# What to produce
Retype the material below. Keep every word exactly as it is.

--

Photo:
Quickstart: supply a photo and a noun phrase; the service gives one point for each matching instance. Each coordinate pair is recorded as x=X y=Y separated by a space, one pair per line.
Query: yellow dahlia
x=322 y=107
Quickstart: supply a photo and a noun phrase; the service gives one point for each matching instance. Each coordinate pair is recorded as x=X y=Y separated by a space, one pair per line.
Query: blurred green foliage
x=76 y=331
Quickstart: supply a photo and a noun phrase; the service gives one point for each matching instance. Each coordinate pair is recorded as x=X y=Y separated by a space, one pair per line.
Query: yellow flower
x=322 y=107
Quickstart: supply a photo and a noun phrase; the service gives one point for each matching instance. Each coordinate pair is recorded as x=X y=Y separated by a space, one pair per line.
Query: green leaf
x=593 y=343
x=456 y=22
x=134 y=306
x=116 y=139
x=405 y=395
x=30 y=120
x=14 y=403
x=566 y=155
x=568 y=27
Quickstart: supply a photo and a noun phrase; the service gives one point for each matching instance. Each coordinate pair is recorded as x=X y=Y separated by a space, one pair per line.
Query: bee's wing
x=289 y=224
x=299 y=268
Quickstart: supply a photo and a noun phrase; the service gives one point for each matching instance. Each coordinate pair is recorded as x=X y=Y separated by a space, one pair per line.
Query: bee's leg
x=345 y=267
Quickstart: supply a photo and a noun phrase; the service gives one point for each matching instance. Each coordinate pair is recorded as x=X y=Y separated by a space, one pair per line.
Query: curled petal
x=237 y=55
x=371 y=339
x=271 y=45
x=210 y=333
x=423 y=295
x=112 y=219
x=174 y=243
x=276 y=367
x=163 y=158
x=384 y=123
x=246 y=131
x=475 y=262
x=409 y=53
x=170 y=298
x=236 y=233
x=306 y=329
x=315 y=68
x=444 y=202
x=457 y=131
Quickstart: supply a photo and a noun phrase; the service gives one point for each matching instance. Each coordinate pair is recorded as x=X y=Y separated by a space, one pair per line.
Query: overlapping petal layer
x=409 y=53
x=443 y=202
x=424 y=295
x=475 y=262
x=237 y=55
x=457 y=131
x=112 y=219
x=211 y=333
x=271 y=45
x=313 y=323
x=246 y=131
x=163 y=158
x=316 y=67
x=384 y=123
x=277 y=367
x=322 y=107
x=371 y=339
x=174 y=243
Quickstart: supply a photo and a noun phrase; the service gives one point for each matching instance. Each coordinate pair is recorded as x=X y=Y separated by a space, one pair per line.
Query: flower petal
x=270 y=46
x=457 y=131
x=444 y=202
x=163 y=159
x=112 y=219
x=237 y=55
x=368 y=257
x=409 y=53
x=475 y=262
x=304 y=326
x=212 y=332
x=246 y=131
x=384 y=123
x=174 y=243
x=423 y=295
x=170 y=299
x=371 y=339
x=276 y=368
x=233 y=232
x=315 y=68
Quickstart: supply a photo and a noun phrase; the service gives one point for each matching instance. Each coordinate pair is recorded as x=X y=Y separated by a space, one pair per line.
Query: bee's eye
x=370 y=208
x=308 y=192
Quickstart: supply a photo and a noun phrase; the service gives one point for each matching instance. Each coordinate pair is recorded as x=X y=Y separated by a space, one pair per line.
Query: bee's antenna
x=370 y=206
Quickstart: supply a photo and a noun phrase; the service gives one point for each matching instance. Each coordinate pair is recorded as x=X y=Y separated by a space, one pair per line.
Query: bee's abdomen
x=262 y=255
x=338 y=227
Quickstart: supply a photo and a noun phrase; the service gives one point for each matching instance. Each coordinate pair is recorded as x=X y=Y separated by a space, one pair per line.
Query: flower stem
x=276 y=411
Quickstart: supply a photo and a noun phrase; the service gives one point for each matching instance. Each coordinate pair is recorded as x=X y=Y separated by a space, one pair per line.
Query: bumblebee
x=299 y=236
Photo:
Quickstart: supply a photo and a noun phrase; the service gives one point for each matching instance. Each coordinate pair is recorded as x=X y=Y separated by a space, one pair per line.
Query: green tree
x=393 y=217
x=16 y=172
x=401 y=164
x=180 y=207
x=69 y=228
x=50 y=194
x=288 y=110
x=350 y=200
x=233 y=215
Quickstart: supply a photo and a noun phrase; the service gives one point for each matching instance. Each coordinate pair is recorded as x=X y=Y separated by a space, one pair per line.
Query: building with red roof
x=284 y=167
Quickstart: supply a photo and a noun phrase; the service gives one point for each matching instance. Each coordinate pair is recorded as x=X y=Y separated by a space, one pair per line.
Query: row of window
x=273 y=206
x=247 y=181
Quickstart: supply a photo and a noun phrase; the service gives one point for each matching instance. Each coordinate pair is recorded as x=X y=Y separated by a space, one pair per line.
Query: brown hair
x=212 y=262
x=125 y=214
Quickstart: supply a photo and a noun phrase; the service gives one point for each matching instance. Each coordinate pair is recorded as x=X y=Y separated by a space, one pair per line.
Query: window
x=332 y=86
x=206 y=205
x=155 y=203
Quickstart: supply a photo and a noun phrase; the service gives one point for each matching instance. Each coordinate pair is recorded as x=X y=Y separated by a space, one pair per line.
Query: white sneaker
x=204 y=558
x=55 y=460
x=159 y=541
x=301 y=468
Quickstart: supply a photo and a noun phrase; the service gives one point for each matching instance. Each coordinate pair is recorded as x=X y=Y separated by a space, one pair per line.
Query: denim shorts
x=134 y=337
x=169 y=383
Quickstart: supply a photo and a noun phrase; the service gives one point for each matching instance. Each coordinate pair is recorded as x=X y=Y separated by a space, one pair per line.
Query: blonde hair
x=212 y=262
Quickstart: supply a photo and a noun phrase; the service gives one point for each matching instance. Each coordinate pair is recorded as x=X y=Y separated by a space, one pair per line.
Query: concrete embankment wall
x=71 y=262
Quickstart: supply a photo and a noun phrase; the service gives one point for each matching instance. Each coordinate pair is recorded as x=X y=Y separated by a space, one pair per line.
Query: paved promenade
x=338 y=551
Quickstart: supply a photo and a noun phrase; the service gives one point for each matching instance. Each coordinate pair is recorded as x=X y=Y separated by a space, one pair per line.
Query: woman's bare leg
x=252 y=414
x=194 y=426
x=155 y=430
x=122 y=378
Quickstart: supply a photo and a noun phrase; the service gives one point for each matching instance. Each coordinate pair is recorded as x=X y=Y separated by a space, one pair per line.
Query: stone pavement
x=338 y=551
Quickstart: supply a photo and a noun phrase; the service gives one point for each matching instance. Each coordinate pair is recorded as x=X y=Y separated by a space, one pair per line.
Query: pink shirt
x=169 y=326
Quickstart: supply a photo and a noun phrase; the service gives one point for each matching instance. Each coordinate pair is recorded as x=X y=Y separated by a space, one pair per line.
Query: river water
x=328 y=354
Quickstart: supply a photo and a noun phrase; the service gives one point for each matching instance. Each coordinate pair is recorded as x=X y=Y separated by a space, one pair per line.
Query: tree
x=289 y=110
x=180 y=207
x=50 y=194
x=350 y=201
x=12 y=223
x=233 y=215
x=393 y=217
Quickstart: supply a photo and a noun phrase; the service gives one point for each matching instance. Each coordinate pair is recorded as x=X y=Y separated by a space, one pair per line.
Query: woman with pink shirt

--

# Output of the task
Photo:
Quickstart: supply a photo and a noun phrase; the service gives one point for each matching instance. Each coordinate pair is recorded as x=X y=Y separated by a space, one pair per line.
Query: yellow dahlia
x=322 y=107
Quickstart: supply a photo and a noun phrase; the service gives one point for each matching instance. Each coordinate pair is recorded as x=X y=Y separated by a space, one pair per line.
Query: blurred green foliage
x=76 y=331
Quickstart: supply a photo and a noun phrase; the service gives one point for each matching instance. Each coordinate pair is recorded as x=X y=Y separated by a space, one pair per line.
Query: yellow flower
x=322 y=107
Quickstart: supply a photo and a noun phrase; the service gives one point for each matching instance. Each coordinate pair is recorded as x=X y=Y separated by a space, one pair per line.
Query: green leaf
x=593 y=343
x=456 y=22
x=134 y=306
x=116 y=139
x=405 y=395
x=30 y=120
x=14 y=403
x=566 y=155
x=568 y=27
Quickstart: supply a photo and a noun phrase; the service gives one point for each matching instance. Each coordinate pair is recorded as x=X y=Y separated by a space, one pair per line.
Query: bee's wing
x=289 y=224
x=299 y=268
Quickstart: supply a photo and a noun phrase; the service gives one point for each matching instance. Each coordinate pair is recorded as x=X y=Y separated by a space, one pair per line.
Query: bee's leg
x=345 y=267
Quickstart: supply a photo and a noun phrase; the service gives one point for each matching instance. Each coordinate pair is recorded as x=X y=Y separated by a space, one pair per line.
Query: curled petal
x=237 y=55
x=371 y=339
x=271 y=45
x=210 y=333
x=423 y=295
x=112 y=219
x=174 y=243
x=276 y=367
x=163 y=158
x=384 y=123
x=246 y=131
x=475 y=262
x=409 y=53
x=170 y=298
x=236 y=233
x=306 y=329
x=315 y=68
x=444 y=202
x=457 y=131
Quickstart: supply a photo and a noun phrase; the service gives one point for each matching instance. Each coordinate pair is recorded as x=X y=Y separated by a space, one pair per line.
Query: overlapping petal layer
x=409 y=53
x=443 y=202
x=424 y=295
x=475 y=262
x=237 y=55
x=457 y=131
x=112 y=219
x=211 y=333
x=271 y=45
x=313 y=323
x=246 y=131
x=163 y=158
x=316 y=67
x=384 y=123
x=277 y=367
x=322 y=107
x=371 y=339
x=174 y=243
Quickstart: supply a photo and a noun phrase; the service gives one point for each matching instance. Each coordinate pair is recorded as x=X y=Y separated by a space, one pair per line.
Query: flower petal
x=270 y=46
x=457 y=131
x=444 y=202
x=163 y=159
x=112 y=219
x=237 y=55
x=368 y=257
x=409 y=53
x=475 y=262
x=304 y=326
x=212 y=332
x=246 y=131
x=384 y=123
x=174 y=243
x=423 y=295
x=170 y=299
x=371 y=339
x=276 y=368
x=233 y=232
x=315 y=68
Quickstart: supply a photo and a noun phrase; the service gives one point for each matching instance. Each coordinate pair is recorded as x=X y=Y separated by a space, one pair per line.
Query: bee's eye
x=370 y=208
x=308 y=192
Quickstart: supply a photo and a noun phrase; the service gives one point for each matching instance. Each coordinate pair is recorded as x=X y=Y separated by a space, one pair per line.
Query: bee's antenna
x=370 y=206
Quickstart: supply a photo and a noun phrase; the service gives one point for each matching instance. Each coordinate pair is recorded as x=X y=Y separated by a space, one pair per line.
Query: bee's abdomen
x=262 y=255
x=338 y=227
Quickstart: supply a photo and a noun phrase; the service gives one point for each matching instance. Each coordinate pair is recorded as x=X y=Y separated by a space, one pair per line.
Query: flower stem
x=276 y=411
Quickstart: supply a photo and a noun phrase; the service gives one point for each matching instance. Each coordinate pair is recorded as x=X y=Y separated by a space, one pair per line.
Query: bumblebee
x=299 y=236
Photo:
Quickstart: supply a photo and a noun phrase; the service gives one point for each matching instance. Each coordinate pair is recorded as x=X y=Y separated by a space, one pair per line.
Query: green tree
x=393 y=217
x=16 y=172
x=401 y=164
x=180 y=207
x=69 y=228
x=50 y=194
x=288 y=110
x=350 y=200
x=233 y=215
Quickstart: supply a photo and a noun phrase; the service gives one point for each matching instance. Each coordinate pair is recorded as x=X y=Y separated by a space, one pair per line.
Query: building with red roof
x=284 y=167
Quickstart: supply a photo and a noun phrase; the service gives one point for each matching instance. Each coordinate pair is recorded as x=X y=Y separated by a space, one pair per line.
Query: row of window
x=273 y=206
x=247 y=181
Quickstart: supply a photo and a noun phrase; the service gives one point for each matching instance. Each coordinate pair is recorded as x=X y=Y separated by a space, one pair per line.
Query: brown hair
x=212 y=262
x=125 y=214
Quickstart: supply a photo and a noun phrase; the service gives one point for each matching instance. Each coordinate pair is recorded as x=X y=Y separated by a space, one pair per line.
Query: window
x=332 y=86
x=206 y=205
x=155 y=203
Quickstart: supply a photo and a noun phrase; the service gives one point for each matching instance. Each coordinate pair is recorded as x=X y=Y separated by a space, one pair per line.
Query: white sneaker
x=204 y=558
x=55 y=460
x=159 y=541
x=301 y=468
Quickstart: supply a photo and a noun phrase; the service gives one point for each matching instance. Each coordinate pair is recorded as x=X y=Y separated by a space, one pair per line.
Query: denim shorts
x=134 y=337
x=169 y=383
Quickstart: supply a photo and a noun phrase; the service gives one point for each matching instance. Each coordinate pair is recorded as x=X y=Y separated by a space, one pair per line.
Query: blonde hair
x=212 y=262
Quickstart: supply a photo and a noun phrase; the service gives one point for each matching instance. Each coordinate pair is recorded as x=X y=Y separated by a space, one pair per line.
Query: concrete embankment wall
x=71 y=262
Quickstart: supply a photo and a noun phrase; the service gives one point for each matching instance. Each coordinate pair is recorded as x=X y=Y separated by a space, one pair per line.
Query: paved promenade
x=338 y=551
Quickstart: supply a photo and a noun phrase; the service gives one point for each matching instance. Each coordinate pair is recorded as x=X y=Y separated by a space, one pair per line.
Query: woman's bare leg
x=252 y=414
x=194 y=426
x=155 y=430
x=122 y=378
Quickstart: supply a photo and a noun phrase; the service gives one point for each matching instance. Each coordinate pair is recorded as x=X y=Y separated by a space, one pair per line.
Query: stone pavement
x=338 y=551
Quickstart: supply a photo and a noun phrase; the service gives one point for each matching instance. Each coordinate pair is recorded as x=X y=Y separated by a space, one pair per line.
Query: pink shirt
x=169 y=326
Quickstart: supply a photo and a noun phrase; the service gives one point for each matching instance. Each coordinate pair is recorded as x=X y=Y separated by a space, one pair per line.
Query: river water
x=328 y=354
Quickstart: supply a photo and a noun phrase; the service gives one point for each matching instance. Each coordinate pair is recorded as x=X y=Y separated by a space, one pair per line.
Query: tree
x=289 y=110
x=180 y=207
x=50 y=194
x=350 y=201
x=12 y=223
x=233 y=215
x=393 y=217
Quickstart: supply a photo and a noun phrase; the service gives one point for each matching instance. Each coordinate pair is recorded as x=X y=Y separated by a space, one pair per line.
Query: woman with pink shirt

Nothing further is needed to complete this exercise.